AIM OF THE EXERCISE>
Find the line containing "pixel 96 87" in the listing below. Repeat it exactly, along with each following line up to and including the one containing "pixel 56 172".

GIVEN RECORDS>
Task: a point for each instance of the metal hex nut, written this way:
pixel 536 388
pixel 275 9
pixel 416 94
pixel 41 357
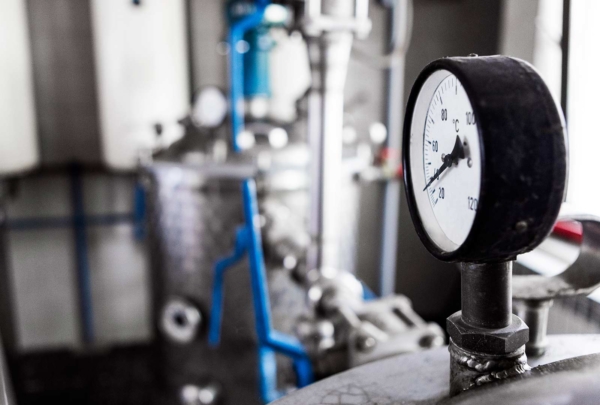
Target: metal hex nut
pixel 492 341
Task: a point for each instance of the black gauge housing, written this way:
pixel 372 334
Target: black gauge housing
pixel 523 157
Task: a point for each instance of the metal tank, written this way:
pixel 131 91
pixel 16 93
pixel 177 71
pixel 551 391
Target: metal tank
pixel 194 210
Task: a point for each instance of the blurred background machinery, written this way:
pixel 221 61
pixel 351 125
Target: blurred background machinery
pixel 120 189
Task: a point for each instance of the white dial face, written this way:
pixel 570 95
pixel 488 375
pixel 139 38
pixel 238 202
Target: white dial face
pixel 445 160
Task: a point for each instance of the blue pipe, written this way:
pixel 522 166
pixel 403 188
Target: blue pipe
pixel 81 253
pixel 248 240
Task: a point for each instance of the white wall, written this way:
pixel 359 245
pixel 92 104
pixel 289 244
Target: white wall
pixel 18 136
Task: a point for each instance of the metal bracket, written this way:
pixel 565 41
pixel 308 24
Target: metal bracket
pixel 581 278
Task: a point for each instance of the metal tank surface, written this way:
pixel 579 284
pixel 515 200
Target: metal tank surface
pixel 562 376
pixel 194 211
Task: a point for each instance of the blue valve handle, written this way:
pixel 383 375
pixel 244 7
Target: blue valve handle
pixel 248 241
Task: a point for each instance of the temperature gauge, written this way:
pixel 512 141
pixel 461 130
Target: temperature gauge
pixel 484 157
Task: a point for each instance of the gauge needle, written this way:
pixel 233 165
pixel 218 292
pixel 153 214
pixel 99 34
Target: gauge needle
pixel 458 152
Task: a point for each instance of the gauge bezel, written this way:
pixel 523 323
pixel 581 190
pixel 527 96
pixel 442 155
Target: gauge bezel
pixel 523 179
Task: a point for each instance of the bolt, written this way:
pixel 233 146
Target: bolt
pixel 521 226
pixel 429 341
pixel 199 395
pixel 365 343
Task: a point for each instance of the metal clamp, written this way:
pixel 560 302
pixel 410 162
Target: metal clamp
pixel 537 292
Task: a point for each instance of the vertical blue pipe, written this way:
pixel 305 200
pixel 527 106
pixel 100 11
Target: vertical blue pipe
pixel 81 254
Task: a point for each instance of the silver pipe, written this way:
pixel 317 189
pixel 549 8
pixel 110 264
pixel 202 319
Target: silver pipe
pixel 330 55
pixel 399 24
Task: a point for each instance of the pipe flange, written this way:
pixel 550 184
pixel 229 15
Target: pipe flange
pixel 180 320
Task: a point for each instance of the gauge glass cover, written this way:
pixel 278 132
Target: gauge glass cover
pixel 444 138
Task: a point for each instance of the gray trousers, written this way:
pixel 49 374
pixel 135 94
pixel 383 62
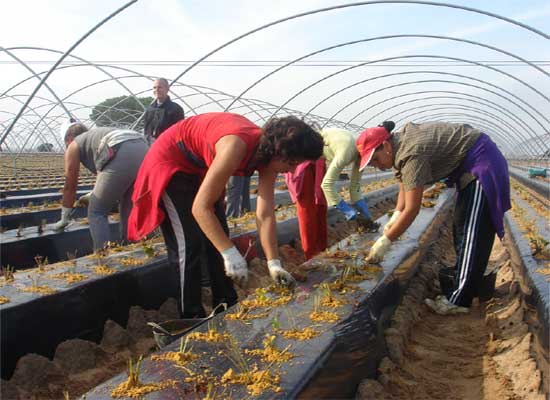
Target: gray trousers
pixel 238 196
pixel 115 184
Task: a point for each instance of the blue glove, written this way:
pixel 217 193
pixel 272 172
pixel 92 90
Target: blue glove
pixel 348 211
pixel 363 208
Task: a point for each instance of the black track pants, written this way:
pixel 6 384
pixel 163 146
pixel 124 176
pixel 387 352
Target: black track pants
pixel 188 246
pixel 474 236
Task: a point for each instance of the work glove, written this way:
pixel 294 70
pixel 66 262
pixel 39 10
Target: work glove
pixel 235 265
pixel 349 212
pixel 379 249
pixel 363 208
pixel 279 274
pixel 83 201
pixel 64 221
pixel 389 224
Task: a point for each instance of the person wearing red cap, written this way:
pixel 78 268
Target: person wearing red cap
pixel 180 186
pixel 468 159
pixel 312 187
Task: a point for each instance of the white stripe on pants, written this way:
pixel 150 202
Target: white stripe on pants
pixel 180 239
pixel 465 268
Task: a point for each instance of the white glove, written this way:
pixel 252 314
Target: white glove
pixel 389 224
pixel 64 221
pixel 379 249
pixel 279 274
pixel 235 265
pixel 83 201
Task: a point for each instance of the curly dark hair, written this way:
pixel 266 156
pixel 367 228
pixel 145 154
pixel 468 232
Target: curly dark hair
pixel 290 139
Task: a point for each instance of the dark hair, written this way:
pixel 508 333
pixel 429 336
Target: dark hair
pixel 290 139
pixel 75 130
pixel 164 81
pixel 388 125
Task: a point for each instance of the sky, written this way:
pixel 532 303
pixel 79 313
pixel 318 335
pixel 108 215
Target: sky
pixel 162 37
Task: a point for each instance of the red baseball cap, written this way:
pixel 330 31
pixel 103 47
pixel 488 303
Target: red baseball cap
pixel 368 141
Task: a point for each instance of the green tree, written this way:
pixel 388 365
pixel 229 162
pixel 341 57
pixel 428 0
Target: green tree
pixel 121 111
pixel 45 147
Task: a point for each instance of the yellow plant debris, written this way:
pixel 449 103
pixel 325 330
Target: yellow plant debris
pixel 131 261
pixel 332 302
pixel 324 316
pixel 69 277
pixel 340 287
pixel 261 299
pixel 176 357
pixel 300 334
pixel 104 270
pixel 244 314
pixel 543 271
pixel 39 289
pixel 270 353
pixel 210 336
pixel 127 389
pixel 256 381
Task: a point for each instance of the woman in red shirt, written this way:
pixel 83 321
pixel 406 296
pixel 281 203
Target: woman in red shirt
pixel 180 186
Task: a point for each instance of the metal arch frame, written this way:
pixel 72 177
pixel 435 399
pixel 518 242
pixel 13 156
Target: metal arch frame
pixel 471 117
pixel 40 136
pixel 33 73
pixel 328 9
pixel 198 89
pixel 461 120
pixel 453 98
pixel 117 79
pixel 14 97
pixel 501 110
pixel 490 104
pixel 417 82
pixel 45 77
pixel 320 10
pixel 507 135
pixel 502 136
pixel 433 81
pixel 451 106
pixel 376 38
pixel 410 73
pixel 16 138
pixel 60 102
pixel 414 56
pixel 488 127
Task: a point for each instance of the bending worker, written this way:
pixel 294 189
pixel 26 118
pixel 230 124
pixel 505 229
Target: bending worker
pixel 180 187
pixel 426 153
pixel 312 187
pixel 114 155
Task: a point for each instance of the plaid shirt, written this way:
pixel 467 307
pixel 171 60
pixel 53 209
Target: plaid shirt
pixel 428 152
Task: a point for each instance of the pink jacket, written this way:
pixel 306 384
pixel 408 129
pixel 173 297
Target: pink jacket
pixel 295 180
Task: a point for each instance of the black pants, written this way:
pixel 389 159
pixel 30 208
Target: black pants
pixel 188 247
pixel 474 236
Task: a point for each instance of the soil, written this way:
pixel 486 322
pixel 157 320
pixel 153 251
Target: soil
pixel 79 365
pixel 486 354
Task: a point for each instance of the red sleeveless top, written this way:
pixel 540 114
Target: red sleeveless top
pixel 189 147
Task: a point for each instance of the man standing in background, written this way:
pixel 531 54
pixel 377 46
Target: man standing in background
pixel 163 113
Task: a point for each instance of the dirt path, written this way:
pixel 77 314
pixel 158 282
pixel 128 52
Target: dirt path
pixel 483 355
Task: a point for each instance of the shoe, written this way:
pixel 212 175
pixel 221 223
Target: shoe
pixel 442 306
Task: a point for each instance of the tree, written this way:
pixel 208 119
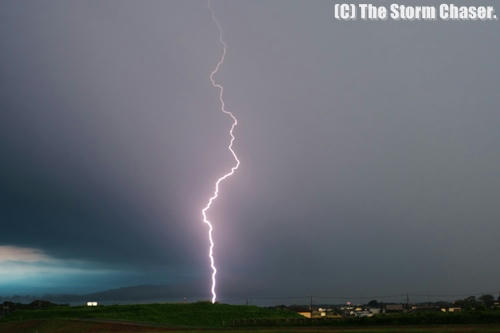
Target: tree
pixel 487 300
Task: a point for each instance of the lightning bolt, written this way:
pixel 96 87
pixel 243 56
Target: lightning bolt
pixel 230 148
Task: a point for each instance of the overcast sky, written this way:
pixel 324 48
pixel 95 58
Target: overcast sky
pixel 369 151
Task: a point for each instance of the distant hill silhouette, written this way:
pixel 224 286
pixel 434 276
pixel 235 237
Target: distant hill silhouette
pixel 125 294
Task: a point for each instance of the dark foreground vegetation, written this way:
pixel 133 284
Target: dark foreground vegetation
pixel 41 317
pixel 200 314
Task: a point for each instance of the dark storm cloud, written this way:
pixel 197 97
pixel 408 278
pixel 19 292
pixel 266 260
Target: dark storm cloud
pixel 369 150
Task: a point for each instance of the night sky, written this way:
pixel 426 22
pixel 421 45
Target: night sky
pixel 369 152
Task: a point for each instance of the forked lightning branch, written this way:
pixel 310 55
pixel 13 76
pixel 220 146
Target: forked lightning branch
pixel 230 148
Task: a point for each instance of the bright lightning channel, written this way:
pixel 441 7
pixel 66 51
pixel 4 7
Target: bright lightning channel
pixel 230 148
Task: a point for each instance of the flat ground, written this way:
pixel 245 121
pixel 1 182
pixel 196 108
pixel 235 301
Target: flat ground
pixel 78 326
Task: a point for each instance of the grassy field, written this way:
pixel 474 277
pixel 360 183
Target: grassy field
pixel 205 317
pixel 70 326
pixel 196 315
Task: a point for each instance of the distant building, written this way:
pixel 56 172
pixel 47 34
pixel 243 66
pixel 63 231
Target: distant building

WRITTEN ANSWER>
pixel 96 87
pixel 243 56
Target: lightning bolt
pixel 230 148
Task: a point for each instance of the overcast sky, written this way:
pixel 324 48
pixel 95 58
Target: overcast sky
pixel 369 151
Task: a point for each instance of the distant hill silhouette, written this way:
pixel 224 286
pixel 434 276
pixel 235 237
Target: distant hill silhouette
pixel 125 294
Task: a point for each instance of the dark foreground vegetation, written this way:
pixel 133 284
Target: dark foreground vegetation
pixel 41 317
pixel 200 314
Task: a point for each instance of the dark storm cloud, written this way:
pixel 197 97
pixel 408 278
pixel 19 292
pixel 266 260
Target: dark storm cloud
pixel 369 150
Task: a point for each instance of the night sky, written this way:
pixel 426 22
pixel 421 45
Target: night sky
pixel 369 152
Task: a point for each instance of the forked lightning branch, written this way:
pixel 310 55
pixel 13 76
pixel 220 146
Target: forked lightning branch
pixel 230 148
Task: a point for each instance of the bright lightning channel, written this way:
pixel 441 7
pixel 66 51
pixel 4 7
Target: bright lightning channel
pixel 230 148
Task: a point for each instance of the flat ground, written this way:
pixel 245 121
pixel 1 182
pixel 196 108
pixel 235 301
Target: flat ground
pixel 78 326
Task: a point for each instance of the grassy field, written this way:
pixel 474 277
pixel 360 183
Target: grassy field
pixel 205 317
pixel 70 326
pixel 196 315
Task: a point for each instance of the distant building, written this way:
pixel 56 172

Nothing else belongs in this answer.